MATERIALS PROVIDED:
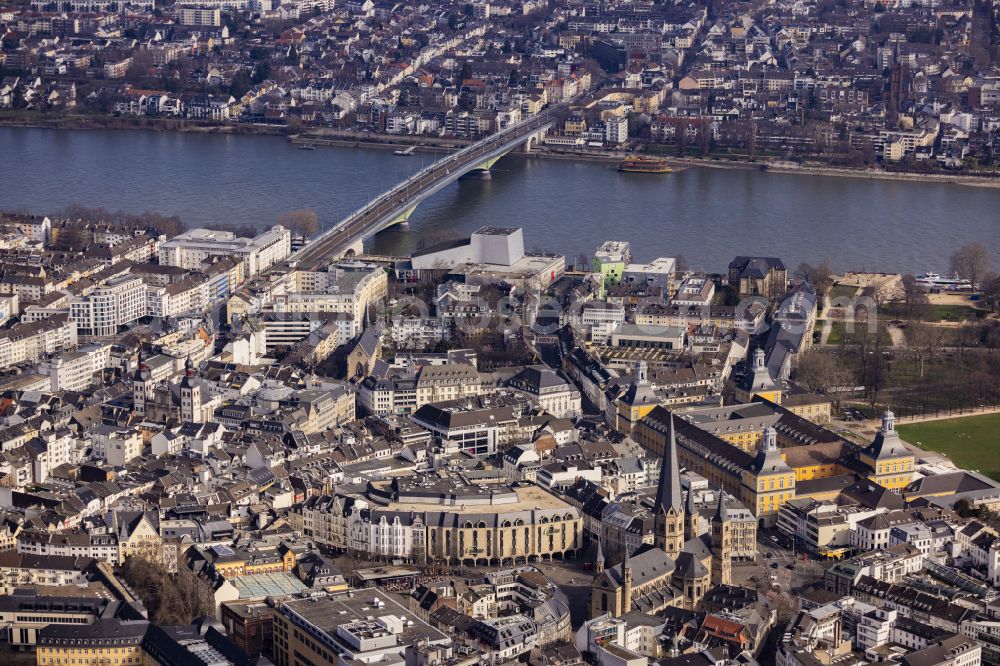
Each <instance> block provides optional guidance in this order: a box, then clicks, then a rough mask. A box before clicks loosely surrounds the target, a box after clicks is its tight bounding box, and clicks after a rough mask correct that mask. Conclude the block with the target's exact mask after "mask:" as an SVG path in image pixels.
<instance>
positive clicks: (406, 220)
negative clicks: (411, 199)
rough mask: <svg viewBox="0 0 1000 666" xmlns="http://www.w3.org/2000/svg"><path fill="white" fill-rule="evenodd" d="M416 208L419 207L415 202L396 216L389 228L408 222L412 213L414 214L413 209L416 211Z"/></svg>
mask: <svg viewBox="0 0 1000 666" xmlns="http://www.w3.org/2000/svg"><path fill="white" fill-rule="evenodd" d="M416 209H417V204H413V205H412V206H410V207H409V208H407V209H406V211H405V212H403V213H400V214H399V215H397V216H396V217H394V218H393V219H392V221H391V222H389V224H388V226H387V228H388V227H394V226H396V225H397V224H406V223H407V222H408V221H409V220H410V215H413V211H415V210H416Z"/></svg>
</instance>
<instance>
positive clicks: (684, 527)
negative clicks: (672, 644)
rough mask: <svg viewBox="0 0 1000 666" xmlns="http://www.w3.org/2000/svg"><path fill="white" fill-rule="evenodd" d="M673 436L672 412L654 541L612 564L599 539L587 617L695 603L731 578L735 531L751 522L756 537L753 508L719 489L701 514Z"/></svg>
mask: <svg viewBox="0 0 1000 666" xmlns="http://www.w3.org/2000/svg"><path fill="white" fill-rule="evenodd" d="M676 437H677V433H676V429H675V427H674V422H673V416H672V415H671V417H670V426H669V433H668V438H667V443H666V445H665V446H664V450H663V454H662V456H661V459H660V478H659V482H658V485H657V488H656V498H655V500H654V502H653V507H652V512H653V543H652V544H646V545H643V546H641V547H639V548H638V549H637V550H635V551H634V552H631V553H630V552H628V550H626V551H625V556H624V559H623V561H622V563H621V564H618V565H616V566H612V567H608V566H607V563H606V562H605V555H604V549H603V548H602V545H601V544H600V543H598V545H597V557H596V559H595V568H594V579H593V582H592V584H591V609H590V610H591V617H598V616H600V615H604V614H610V615H612V616H613V617H620V616H621V615H624V614H625V613H628V612H632V611H636V612H641V613H655V612H657V611H660V610H662V609H664V608H667V607H669V606H676V607H683V608H688V609H695V608H697V607H698V605H699V604H700V602H701V600H702V598H704V596H705V595H706V594H707V593H708V591H709V589H711V587H712V585H713V584H720V583H723V584H729V583H730V582H731V580H732V559H733V558H734V557H735V556H736V551H735V550H734V544H735V539H734V535H736V534H738V533H739V534H742V533H743V531H745V528H746V525H747V523H749V525H750V527H751V528H752V532H753V535H754V536H752V537H751V538H752V539H755V538H756V536H755V535H756V520H755V519H754V517H753V514H751V513H750V512H749V511H748V510H746V508H745V507H742V506H741V507H740V509H739V510H736V509H731V508H730V507H729V504H728V503H727V500H726V498H725V493H723V492H721V491H716V493H717V495H718V497H719V499H718V502H717V506H716V507H714V509H715V511H714V514H709V515H711V516H712V517H711V520H707V519H703V518H702V514H701V511H702V510H703V507H700V506H699V505H698V503H697V502H696V500H695V491H694V490H693V489H689V490H688V492H687V493H686V494H685V492H684V490H683V489H682V486H681V471H680V462H679V459H678V456H677V440H676ZM702 483H703V484H704V481H702ZM706 490H707V488H706ZM708 492H709V494H711V491H708ZM733 499H734V501H735V498H733ZM706 525H707V526H706Z"/></svg>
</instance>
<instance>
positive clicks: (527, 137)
mask: <svg viewBox="0 0 1000 666" xmlns="http://www.w3.org/2000/svg"><path fill="white" fill-rule="evenodd" d="M547 134H548V131H547V130H539V131H537V132H535V133H534V134H532V135H530V136H528V137H527V138H526V139H525V140H524V143H522V144H521V152H524V153H530V152H531V149H532V148H534V147H535V146H537V145H539V144H541V143H542V141H544V140H545V137H546V135H547Z"/></svg>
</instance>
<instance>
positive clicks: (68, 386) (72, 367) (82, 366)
mask: <svg viewBox="0 0 1000 666" xmlns="http://www.w3.org/2000/svg"><path fill="white" fill-rule="evenodd" d="M110 359H111V345H107V344H97V345H85V346H83V347H81V348H80V349H79V350H78V351H75V352H66V353H63V354H60V355H59V356H56V357H54V358H51V359H49V360H47V361H44V362H43V363H42V364H41V365H40V366H39V369H38V371H39V372H40V373H41V374H43V375H48V376H49V378H50V379H51V380H52V390H53V391H83V390H84V389H86V388H87V387H88V386H90V385H91V384H93V383H94V375H95V374H97V373H98V372H100V371H101V370H103V369H104V368H106V367H108V364H109V361H110Z"/></svg>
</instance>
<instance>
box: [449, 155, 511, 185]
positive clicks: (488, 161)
mask: <svg viewBox="0 0 1000 666" xmlns="http://www.w3.org/2000/svg"><path fill="white" fill-rule="evenodd" d="M501 157H503V155H497V156H496V157H492V158H490V159H488V160H486V161H485V162H483V163H482V164H477V165H476V166H474V167H472V170H471V171H469V172H468V173H466V174H464V175H463V176H462V177H461V178H460V179H459V180H489V179H490V178H492V177H493V176H492V175H491V174H490V169H492V168H493V165H494V164H496V163H497V162H499V161H500V158H501Z"/></svg>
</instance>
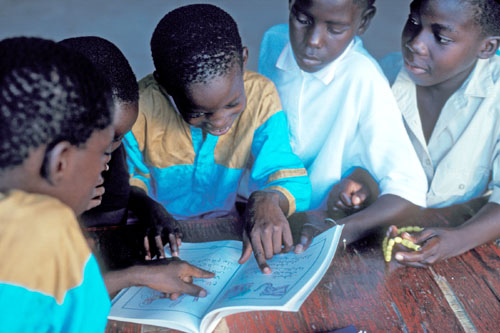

PROBLEM REQUIREMENTS: All of the entries above should be duplicated exactly, except for the pictures.

RESPONSE AREA:
Each <instance> block provides optional guidance in this order: a box, then clicks, then a rough mask. A box before clicks loosely surrounds the target, a box after clicks is its tight bounding box, and clicks after a rough mask correct that mask. Conclude the block with the target's exact mask after "mask:" as an SVG path in image pixels.
<instance>
positive clicks: (406, 220)
negative clicks: (411, 199)
rough mask: <svg viewBox="0 0 1000 666" xmlns="http://www.w3.org/2000/svg"><path fill="white" fill-rule="evenodd" d="M416 208L419 207L415 202L396 216L389 228L408 222L412 213L414 214L413 209L416 211Z"/></svg>
mask: <svg viewBox="0 0 1000 666" xmlns="http://www.w3.org/2000/svg"><path fill="white" fill-rule="evenodd" d="M416 209H417V204H413V205H412V206H410V207H409V208H407V209H406V211H405V212H403V213H400V214H399V215H397V216H396V217H394V218H393V219H392V221H391V222H389V224H388V226H387V228H388V227H394V226H396V225H397V224H406V223H407V222H408V221H409V220H410V215H413V211H415V210H416Z"/></svg>
</instance>
<instance>
positive clicks: (684, 527)
negative clicks: (672, 644)
rough mask: <svg viewBox="0 0 1000 666" xmlns="http://www.w3.org/2000/svg"><path fill="white" fill-rule="evenodd" d="M673 436L672 412L654 541L612 564L599 539L587 617L695 603L731 578L735 531L751 522L756 537L753 508L719 489L701 514Z"/></svg>
mask: <svg viewBox="0 0 1000 666" xmlns="http://www.w3.org/2000/svg"><path fill="white" fill-rule="evenodd" d="M676 437H677V433H676V429H675V427H674V422H673V416H672V415H671V417H670V426H669V433H668V438H667V443H666V445H665V446H664V450H663V454H662V456H661V459H660V478H659V482H658V485H657V488H656V498H655V500H654V502H653V507H652V512H653V543H652V544H646V545H643V546H641V547H639V548H638V549H637V550H635V551H634V552H631V553H630V552H628V550H626V551H625V556H624V559H623V561H622V563H621V564H618V565H616V566H612V567H608V566H607V563H606V562H605V555H604V549H603V548H602V545H601V544H600V543H598V545H597V557H596V559H595V568H594V579H593V582H592V584H591V609H590V610H591V617H598V616H600V615H604V614H610V615H612V616H613V617H620V616H621V615H624V614H625V613H628V612H632V611H636V612H641V613H655V612H657V611H660V610H662V609H664V608H667V607H669V606H676V607H683V608H688V609H695V608H697V607H698V605H699V604H700V602H701V600H702V598H704V596H705V595H706V594H707V593H708V591H709V589H711V587H712V585H713V584H720V583H723V584H729V583H730V582H731V580H732V559H733V558H734V557H735V556H736V551H735V550H734V544H735V539H734V535H736V534H738V533H739V534H742V533H743V531H745V528H746V525H747V523H749V525H750V527H751V528H752V532H753V535H754V536H752V537H751V538H752V539H755V538H756V536H755V535H756V520H755V519H754V517H753V514H751V513H750V512H749V511H748V510H746V508H745V507H742V506H741V507H740V509H739V510H736V509H731V508H730V507H729V504H728V503H727V500H726V498H725V493H723V492H721V491H716V493H717V495H718V497H719V499H718V502H717V506H716V507H714V509H715V511H714V514H709V515H711V516H712V517H711V520H707V519H703V518H702V514H701V511H702V510H703V507H700V506H699V505H698V503H697V502H696V500H695V491H694V490H693V489H689V490H688V492H687V493H686V494H685V492H684V490H683V489H682V486H681V471H680V462H679V459H678V456H677V440H676ZM702 483H703V484H704V481H702ZM706 490H707V488H706ZM708 492H709V494H711V491H708ZM733 499H734V501H735V498H733ZM706 525H707V526H706Z"/></svg>
</instance>
<instance>
positive clicks: (527, 137)
mask: <svg viewBox="0 0 1000 666" xmlns="http://www.w3.org/2000/svg"><path fill="white" fill-rule="evenodd" d="M547 134H548V131H547V130H539V131H537V132H535V133H534V134H532V135H530V136H528V137H527V138H526V139H525V140H524V143H522V144H521V152H524V153H530V152H531V149H532V148H534V147H535V146H537V145H539V144H541V143H542V141H544V140H545V137H546V135H547Z"/></svg>
</instance>
<instance>
positive clicks: (68, 386) (72, 367) (82, 366)
mask: <svg viewBox="0 0 1000 666" xmlns="http://www.w3.org/2000/svg"><path fill="white" fill-rule="evenodd" d="M110 359H111V345H107V344H97V345H85V346H83V347H81V348H80V349H79V350H78V351H75V352H66V353H63V354H60V355H59V356H56V357H54V358H51V359H49V360H47V361H44V362H43V363H42V364H41V365H40V366H39V369H38V371H39V372H40V373H41V374H43V375H48V376H49V378H50V379H51V380H52V390H53V391H83V390H84V389H86V388H87V387H88V386H90V385H91V384H93V383H94V375H95V374H97V373H98V372H100V371H101V370H103V369H104V368H106V367H108V364H109V361H110Z"/></svg>
</instance>
<instance>
box: [449, 155, 511, 185]
positive clicks: (488, 161)
mask: <svg viewBox="0 0 1000 666" xmlns="http://www.w3.org/2000/svg"><path fill="white" fill-rule="evenodd" d="M501 157H503V155H497V156H496V157H492V158H490V159H488V160H486V161H485V162H483V163H482V164H477V165H476V166H474V167H472V170H471V171H469V172H468V173H466V174H464V175H463V176H462V177H461V178H460V179H459V180H489V179H490V178H492V177H493V176H492V175H491V174H490V169H492V168H493V165H494V164H496V163H497V162H499V161H500V158H501Z"/></svg>
</instance>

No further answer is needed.